- **What is required**
Arrange the records below, from the line containing "the metal vertical" up to and including the line containing "(1141, 127)", as a two-column CSV with the columns instruction and response. Each record gets one row, with its text and its answer each in a single quoted field and any line breaks replaced by spaces.

- **Data for the task**
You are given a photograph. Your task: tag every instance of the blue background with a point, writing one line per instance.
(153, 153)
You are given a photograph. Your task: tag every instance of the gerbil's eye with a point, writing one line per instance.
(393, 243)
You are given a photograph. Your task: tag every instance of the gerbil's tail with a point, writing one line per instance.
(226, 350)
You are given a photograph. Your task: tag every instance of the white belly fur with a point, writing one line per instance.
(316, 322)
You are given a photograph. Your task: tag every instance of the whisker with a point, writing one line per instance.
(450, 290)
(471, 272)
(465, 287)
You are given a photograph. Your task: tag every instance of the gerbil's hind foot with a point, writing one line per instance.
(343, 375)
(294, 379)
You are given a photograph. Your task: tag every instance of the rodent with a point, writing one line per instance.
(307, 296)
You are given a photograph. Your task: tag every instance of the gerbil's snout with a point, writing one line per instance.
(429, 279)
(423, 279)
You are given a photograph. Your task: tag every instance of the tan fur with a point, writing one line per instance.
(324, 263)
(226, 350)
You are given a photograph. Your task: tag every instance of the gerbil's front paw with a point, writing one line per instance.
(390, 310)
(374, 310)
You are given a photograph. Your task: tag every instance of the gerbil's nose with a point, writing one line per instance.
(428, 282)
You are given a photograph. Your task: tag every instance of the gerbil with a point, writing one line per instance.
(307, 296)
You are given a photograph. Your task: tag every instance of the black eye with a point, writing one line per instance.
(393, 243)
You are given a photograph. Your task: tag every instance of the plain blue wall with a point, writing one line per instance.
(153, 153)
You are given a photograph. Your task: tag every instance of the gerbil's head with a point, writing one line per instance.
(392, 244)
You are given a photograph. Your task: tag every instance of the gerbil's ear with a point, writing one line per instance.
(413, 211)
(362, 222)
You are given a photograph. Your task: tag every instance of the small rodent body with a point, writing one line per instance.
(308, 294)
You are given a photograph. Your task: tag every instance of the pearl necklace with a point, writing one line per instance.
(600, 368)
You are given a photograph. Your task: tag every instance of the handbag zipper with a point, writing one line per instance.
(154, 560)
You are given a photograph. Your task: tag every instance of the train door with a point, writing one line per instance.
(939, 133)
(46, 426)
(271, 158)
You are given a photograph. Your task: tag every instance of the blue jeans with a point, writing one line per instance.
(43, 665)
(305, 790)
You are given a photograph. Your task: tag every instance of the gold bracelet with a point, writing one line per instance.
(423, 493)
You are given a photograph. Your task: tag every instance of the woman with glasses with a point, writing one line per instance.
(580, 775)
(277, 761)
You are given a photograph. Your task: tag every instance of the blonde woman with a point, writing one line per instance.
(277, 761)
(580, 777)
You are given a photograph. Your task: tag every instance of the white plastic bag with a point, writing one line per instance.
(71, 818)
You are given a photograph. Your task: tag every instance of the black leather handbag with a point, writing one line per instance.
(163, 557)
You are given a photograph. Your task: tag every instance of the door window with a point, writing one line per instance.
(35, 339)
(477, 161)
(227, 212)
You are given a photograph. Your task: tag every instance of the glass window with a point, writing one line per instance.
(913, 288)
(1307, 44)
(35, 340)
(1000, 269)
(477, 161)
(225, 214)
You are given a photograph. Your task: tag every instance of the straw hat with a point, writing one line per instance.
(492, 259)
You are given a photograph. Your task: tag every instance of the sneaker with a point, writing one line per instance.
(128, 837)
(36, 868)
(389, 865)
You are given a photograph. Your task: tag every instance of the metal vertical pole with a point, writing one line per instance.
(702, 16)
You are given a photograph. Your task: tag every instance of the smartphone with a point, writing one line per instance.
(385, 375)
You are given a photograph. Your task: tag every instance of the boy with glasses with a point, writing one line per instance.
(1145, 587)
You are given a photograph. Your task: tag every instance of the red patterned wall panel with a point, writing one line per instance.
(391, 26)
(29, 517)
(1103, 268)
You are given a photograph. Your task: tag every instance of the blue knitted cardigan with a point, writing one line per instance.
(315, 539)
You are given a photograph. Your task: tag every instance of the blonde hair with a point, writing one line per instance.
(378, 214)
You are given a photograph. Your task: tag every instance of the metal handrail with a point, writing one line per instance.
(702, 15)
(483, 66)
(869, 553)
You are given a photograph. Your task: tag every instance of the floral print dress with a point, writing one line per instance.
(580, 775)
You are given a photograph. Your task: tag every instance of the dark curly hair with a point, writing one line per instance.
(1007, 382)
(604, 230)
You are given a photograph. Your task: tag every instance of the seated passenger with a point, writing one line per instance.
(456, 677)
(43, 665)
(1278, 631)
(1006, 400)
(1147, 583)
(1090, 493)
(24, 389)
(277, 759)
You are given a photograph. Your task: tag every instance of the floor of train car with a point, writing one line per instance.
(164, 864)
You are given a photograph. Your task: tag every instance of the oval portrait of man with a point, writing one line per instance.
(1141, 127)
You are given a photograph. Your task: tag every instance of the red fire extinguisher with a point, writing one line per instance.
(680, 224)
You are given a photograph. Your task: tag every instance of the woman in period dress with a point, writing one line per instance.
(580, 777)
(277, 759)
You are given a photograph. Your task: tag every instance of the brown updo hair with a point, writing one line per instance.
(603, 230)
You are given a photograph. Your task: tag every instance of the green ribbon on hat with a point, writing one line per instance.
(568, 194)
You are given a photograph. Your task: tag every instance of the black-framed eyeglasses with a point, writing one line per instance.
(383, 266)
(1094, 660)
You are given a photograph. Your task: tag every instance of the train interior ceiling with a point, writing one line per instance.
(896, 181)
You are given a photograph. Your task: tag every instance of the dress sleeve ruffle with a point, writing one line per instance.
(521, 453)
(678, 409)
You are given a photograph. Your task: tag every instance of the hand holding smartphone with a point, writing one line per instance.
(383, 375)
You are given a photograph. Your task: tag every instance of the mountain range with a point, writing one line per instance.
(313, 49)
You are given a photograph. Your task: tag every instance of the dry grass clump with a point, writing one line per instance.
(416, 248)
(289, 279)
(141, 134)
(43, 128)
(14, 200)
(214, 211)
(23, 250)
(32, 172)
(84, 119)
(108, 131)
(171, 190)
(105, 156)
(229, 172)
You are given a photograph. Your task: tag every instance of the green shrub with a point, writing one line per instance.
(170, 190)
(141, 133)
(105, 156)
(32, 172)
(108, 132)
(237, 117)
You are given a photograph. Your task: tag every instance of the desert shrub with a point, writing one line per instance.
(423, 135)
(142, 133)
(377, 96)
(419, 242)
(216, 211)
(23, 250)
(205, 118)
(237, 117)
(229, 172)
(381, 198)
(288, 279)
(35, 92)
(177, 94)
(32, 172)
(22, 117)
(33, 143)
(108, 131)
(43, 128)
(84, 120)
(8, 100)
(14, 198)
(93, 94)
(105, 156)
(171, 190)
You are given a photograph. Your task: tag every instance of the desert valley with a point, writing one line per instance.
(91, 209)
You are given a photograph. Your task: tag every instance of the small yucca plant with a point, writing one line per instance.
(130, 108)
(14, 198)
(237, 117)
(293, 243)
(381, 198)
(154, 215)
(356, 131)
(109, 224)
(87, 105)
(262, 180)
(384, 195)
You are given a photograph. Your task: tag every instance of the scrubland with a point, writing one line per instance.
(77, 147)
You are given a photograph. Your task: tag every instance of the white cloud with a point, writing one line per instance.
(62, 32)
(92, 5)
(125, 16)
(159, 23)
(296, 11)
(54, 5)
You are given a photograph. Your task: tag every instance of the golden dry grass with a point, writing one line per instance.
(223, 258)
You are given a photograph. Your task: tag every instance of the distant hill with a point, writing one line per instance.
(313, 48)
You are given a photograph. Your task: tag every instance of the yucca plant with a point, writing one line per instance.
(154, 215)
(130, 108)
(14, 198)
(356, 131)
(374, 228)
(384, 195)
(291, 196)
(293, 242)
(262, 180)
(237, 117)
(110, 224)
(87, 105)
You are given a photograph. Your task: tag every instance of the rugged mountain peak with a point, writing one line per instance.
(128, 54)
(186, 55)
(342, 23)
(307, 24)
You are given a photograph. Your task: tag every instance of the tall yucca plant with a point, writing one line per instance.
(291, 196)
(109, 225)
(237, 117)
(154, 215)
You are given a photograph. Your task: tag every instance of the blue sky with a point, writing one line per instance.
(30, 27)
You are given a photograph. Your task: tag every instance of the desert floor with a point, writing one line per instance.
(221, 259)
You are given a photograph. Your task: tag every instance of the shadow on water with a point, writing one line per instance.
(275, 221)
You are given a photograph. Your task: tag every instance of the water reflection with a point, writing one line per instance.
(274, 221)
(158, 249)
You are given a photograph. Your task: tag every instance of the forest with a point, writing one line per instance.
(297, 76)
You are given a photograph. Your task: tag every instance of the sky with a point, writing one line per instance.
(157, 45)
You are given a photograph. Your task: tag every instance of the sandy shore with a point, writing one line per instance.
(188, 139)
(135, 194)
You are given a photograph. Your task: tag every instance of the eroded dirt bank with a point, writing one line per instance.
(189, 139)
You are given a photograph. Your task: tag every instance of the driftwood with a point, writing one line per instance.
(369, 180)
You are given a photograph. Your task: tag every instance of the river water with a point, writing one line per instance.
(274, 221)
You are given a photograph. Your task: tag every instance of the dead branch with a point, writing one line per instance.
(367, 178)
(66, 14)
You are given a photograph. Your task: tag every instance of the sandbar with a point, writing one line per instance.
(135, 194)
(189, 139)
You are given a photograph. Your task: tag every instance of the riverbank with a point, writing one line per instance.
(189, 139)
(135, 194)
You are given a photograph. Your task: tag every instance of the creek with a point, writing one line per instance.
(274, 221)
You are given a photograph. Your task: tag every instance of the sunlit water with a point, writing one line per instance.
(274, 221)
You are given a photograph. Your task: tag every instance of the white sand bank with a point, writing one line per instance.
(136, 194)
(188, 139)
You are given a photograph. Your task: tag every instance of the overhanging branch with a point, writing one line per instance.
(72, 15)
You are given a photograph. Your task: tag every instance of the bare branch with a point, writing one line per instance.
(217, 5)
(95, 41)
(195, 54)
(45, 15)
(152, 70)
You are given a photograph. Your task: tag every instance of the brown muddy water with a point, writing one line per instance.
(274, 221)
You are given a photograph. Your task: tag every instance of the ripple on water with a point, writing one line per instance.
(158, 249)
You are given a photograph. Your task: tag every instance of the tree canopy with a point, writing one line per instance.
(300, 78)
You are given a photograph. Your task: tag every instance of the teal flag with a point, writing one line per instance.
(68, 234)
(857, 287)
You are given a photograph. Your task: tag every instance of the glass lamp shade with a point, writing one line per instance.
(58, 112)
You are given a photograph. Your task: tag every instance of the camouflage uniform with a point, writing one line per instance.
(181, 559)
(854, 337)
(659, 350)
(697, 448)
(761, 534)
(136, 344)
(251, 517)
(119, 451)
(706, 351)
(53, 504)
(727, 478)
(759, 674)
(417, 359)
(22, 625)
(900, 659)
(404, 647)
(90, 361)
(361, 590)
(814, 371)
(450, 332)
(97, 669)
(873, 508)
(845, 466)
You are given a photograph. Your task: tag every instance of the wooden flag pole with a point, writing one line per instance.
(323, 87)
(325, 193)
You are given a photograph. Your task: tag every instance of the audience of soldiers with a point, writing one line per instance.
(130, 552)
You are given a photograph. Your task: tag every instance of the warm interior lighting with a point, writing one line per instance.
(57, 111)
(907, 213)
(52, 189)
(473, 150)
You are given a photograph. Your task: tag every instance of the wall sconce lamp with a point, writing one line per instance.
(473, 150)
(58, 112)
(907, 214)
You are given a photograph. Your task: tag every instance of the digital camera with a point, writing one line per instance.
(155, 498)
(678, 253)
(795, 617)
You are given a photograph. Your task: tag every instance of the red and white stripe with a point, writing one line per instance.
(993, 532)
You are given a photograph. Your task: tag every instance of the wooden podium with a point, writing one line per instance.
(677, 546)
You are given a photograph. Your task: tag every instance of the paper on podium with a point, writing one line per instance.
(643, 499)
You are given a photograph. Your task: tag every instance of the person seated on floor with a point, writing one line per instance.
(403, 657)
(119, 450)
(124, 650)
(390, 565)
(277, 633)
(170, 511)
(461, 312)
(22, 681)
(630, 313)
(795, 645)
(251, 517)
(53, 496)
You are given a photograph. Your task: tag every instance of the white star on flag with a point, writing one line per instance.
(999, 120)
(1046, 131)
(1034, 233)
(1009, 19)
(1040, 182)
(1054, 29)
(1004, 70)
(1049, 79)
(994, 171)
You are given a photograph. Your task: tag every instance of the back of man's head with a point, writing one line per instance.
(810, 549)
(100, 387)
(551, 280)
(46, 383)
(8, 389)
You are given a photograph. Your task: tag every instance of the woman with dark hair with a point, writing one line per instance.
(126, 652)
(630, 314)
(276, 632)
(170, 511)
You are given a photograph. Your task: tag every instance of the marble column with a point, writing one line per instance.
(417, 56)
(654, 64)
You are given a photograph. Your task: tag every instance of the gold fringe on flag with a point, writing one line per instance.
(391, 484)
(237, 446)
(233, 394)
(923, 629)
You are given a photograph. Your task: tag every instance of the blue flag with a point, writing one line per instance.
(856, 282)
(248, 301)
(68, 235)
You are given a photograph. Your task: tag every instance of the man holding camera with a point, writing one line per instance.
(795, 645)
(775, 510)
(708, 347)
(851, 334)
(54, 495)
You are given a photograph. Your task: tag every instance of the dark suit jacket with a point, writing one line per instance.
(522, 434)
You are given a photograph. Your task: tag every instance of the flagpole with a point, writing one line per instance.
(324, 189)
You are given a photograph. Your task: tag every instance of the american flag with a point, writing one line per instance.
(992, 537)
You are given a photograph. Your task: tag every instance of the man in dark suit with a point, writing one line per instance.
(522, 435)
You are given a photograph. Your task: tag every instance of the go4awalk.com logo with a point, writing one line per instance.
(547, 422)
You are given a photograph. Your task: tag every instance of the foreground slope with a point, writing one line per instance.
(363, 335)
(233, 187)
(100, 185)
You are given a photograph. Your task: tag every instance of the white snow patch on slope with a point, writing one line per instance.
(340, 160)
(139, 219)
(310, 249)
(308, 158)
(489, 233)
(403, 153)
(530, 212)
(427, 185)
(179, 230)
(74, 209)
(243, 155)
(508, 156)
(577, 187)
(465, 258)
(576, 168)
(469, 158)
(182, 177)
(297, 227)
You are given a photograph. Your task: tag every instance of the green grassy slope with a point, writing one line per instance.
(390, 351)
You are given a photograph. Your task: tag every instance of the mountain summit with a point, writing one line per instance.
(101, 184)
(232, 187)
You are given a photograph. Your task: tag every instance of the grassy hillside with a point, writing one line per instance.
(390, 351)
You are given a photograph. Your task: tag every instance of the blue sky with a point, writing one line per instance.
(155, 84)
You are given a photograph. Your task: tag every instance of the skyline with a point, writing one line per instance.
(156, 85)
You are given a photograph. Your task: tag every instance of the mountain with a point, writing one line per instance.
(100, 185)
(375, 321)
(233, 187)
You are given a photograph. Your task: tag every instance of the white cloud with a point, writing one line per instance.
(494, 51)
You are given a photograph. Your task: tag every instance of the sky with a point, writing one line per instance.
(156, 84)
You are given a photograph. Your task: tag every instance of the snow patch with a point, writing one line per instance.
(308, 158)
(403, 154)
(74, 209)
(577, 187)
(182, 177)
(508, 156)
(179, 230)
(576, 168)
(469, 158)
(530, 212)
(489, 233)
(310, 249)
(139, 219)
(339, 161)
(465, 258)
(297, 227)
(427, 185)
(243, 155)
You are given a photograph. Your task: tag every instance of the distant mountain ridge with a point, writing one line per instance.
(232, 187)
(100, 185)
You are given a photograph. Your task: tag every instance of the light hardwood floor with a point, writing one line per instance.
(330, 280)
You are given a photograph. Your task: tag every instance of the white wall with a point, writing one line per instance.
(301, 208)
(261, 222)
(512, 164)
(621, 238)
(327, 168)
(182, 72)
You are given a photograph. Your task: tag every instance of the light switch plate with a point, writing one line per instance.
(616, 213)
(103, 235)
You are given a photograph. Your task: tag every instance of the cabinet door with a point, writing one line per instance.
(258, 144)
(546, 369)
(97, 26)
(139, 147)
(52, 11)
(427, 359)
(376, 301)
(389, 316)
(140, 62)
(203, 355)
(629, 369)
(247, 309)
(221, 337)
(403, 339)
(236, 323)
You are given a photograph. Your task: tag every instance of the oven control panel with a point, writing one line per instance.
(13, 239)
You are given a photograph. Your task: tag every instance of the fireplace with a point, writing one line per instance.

- **The response**
instruction,response
"You are given a photograph. Your task: tag every instance of the metal vertical pole with a point, writing one line per instance.","(702, 16)"
"You are given a photograph. Your task: tag every instance of the smartphone with a point, writing one line per instance.","(385, 375)"
"You are given a photograph. Your task: tag every instance of the boy with glasses with a point, writing one line per instance.","(1145, 587)"
"You are given a photograph. Your task: tag every instance of the red patterned wall panel with a point, writing one line per instance.","(391, 26) (29, 517) (1103, 268)"
"You are given a photograph. Your task: tag every instance of the blue knitted cardigan with a point, writing one line per instance.","(315, 539)"
"You are given a photograph. Your task: tag every instance of the blonde hair with a point, writing one line per instance.","(378, 214)"
"You are given a photograph. Your task: tag every instance of the metal handrail with a point, writing one line per instance.","(702, 15) (483, 66) (869, 553)"
"You are given a photograph. Your task: tag every instance of the floral print dress with a point, writing one line per instance.","(580, 775)"
"You are given a photograph. Your task: tag every instance of the dark curly hair with a point, writing one line per instance.","(1007, 382) (604, 230)"
"You are given a photograph. Your task: tag every instance of the seated passenger with a point, writing one line per instance.","(456, 677) (43, 665) (1278, 631) (1006, 400) (1147, 583) (1090, 493) (24, 389) (277, 759)"
"You are given a photograph. Your task: tag every instance of the floor of train car with a point, writing one line per instance.","(164, 864)"
"You are given a photograph. Your task: tag every instance of the oval portrait of man with a point, writing one line per instance.","(1141, 127)"